Task statement:
With the line containing "white interior door" as the first line and the last line of the records as the final one, reproduce that range exactly.

________________________

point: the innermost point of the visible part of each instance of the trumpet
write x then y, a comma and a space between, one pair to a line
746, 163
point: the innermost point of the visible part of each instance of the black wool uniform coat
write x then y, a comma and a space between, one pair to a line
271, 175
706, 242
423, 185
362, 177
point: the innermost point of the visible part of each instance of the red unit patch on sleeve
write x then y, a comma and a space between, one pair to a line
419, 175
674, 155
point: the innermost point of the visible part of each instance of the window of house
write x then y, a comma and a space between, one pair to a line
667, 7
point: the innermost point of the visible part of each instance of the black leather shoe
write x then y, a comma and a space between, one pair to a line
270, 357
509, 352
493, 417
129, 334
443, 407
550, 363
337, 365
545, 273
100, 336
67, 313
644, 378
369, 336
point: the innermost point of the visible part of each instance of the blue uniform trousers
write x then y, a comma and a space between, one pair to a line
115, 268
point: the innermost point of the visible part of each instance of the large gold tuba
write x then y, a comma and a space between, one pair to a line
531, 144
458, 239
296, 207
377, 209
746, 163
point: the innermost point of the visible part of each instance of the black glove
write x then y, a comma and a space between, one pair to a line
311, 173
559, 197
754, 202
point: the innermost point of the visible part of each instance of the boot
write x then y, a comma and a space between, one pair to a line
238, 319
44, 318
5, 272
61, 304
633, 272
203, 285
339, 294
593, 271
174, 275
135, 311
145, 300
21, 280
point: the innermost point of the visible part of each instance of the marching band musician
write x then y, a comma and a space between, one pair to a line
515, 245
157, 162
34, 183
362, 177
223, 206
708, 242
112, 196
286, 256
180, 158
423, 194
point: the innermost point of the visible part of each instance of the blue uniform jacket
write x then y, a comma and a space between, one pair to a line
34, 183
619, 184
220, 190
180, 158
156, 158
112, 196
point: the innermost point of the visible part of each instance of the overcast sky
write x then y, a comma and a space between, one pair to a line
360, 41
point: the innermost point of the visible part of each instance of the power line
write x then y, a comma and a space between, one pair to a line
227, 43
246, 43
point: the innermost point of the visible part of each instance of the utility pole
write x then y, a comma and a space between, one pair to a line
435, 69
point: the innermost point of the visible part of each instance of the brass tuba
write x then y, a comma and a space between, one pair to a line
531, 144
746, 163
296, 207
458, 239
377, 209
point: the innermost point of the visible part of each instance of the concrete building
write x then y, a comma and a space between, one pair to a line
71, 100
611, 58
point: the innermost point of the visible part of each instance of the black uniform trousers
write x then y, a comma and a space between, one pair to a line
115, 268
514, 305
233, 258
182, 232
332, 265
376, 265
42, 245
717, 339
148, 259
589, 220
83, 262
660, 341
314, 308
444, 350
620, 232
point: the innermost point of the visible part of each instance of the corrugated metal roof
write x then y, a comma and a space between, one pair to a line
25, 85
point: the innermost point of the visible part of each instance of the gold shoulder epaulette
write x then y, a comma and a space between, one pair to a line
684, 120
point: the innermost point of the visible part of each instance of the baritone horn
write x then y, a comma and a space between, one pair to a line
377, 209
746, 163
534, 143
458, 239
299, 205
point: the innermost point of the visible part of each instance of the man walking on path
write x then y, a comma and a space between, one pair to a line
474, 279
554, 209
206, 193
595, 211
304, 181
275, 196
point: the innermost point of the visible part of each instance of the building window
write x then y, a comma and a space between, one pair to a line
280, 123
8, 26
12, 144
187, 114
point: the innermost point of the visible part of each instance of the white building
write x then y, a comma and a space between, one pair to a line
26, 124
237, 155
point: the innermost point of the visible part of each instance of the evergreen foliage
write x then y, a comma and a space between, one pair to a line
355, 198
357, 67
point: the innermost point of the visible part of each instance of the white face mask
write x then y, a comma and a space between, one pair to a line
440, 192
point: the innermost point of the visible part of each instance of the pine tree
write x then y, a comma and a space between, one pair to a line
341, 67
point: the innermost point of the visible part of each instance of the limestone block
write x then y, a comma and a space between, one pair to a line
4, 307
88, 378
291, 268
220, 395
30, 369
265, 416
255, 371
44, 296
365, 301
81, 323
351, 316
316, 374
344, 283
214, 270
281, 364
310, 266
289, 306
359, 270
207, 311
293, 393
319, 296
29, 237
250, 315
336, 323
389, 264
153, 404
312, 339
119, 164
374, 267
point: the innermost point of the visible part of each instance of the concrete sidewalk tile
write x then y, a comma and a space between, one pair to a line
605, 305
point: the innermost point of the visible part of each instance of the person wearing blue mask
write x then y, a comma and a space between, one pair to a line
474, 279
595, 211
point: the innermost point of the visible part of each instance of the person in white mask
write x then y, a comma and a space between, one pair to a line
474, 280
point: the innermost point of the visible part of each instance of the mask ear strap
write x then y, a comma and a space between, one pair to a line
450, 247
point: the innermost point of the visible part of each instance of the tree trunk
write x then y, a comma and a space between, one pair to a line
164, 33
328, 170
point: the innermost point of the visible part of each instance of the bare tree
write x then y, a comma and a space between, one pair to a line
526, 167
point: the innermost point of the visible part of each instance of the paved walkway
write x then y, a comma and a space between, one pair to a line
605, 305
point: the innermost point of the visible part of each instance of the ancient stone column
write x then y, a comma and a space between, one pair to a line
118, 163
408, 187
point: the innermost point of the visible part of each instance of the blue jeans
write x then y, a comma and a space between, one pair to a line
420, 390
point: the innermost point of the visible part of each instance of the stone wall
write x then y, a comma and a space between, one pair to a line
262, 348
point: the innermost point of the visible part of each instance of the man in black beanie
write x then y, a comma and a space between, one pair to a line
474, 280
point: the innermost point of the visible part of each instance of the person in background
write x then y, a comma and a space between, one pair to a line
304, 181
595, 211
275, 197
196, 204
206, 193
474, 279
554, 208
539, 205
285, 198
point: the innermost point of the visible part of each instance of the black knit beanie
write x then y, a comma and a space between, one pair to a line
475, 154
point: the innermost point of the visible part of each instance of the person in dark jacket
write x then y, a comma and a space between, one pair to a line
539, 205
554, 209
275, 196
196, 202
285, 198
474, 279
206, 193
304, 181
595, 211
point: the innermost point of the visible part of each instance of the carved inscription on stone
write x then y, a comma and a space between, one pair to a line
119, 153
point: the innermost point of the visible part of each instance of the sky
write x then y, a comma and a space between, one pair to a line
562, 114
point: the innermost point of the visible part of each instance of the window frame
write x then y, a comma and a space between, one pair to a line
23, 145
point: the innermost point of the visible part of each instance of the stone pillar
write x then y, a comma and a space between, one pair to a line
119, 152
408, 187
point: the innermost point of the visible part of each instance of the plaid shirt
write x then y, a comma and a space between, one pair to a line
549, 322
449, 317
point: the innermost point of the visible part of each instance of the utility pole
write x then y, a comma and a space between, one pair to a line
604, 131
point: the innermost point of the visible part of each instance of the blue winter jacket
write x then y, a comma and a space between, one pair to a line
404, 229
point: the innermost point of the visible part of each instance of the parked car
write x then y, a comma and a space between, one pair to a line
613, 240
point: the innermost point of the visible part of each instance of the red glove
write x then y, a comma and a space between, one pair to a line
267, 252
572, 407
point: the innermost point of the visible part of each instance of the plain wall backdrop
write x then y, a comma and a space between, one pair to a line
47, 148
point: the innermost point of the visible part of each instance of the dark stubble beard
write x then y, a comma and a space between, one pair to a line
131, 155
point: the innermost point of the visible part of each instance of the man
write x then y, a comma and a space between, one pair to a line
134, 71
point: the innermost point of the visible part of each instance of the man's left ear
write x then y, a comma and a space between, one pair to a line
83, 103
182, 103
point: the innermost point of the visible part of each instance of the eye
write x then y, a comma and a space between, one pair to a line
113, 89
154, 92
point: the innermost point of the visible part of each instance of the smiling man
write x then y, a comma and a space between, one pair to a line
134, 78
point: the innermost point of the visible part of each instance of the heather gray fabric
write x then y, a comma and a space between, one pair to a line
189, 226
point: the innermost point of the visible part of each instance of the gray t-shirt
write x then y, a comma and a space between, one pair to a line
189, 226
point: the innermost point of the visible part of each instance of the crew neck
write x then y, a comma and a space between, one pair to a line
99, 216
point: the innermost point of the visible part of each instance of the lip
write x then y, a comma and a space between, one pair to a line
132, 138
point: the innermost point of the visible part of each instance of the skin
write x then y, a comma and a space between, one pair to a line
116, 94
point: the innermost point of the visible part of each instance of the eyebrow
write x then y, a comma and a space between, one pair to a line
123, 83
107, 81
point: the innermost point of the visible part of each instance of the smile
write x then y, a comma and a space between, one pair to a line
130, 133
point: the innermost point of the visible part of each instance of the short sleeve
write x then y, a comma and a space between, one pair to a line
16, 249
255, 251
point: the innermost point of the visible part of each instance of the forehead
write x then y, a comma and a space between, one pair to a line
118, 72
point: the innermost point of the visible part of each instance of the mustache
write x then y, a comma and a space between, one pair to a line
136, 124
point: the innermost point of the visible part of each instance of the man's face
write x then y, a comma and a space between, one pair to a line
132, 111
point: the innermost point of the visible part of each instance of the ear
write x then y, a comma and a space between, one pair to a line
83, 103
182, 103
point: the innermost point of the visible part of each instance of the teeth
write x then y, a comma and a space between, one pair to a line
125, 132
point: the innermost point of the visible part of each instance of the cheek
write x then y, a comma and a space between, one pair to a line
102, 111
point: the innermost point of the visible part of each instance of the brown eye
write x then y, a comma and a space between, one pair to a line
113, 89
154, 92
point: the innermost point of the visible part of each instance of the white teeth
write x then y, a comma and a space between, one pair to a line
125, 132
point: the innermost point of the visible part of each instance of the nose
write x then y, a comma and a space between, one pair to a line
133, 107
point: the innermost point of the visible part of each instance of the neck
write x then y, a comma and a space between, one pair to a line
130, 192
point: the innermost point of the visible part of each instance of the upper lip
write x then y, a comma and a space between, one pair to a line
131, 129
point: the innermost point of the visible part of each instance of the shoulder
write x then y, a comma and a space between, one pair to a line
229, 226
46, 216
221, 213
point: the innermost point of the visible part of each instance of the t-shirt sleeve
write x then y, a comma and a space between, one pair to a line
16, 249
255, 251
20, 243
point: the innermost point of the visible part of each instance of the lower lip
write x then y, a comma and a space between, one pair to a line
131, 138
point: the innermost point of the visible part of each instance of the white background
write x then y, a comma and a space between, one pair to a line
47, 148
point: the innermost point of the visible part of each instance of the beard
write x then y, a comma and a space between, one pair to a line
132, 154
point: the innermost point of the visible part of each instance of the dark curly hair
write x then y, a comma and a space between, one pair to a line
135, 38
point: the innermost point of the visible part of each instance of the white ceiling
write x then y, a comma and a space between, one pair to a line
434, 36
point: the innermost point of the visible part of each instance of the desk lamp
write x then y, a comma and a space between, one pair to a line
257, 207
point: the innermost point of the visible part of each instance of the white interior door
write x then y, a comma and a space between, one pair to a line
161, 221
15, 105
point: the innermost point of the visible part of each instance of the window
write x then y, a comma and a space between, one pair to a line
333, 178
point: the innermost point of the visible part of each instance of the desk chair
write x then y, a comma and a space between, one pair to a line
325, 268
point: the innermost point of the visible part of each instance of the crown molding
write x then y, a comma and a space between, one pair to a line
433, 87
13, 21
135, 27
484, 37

________________________

Finished task:
point: the innermost point of the visible part of each instance of the white interior door
write x then y, a comma and a space between, one pair to a line
161, 221
15, 105
point: the innermost point of the visible part of each instance of the window
write x then y, a comma and a space between, one pair to a line
333, 178
point: the innermost point of the visible part of each instance of the desk chair
write x then y, a comma and a space between, one pair to a line
325, 268
point: the innermost point of the visible part of each instance of the crown molding
write x then y, a comma and a space between, one pair to a line
433, 87
13, 21
135, 27
484, 37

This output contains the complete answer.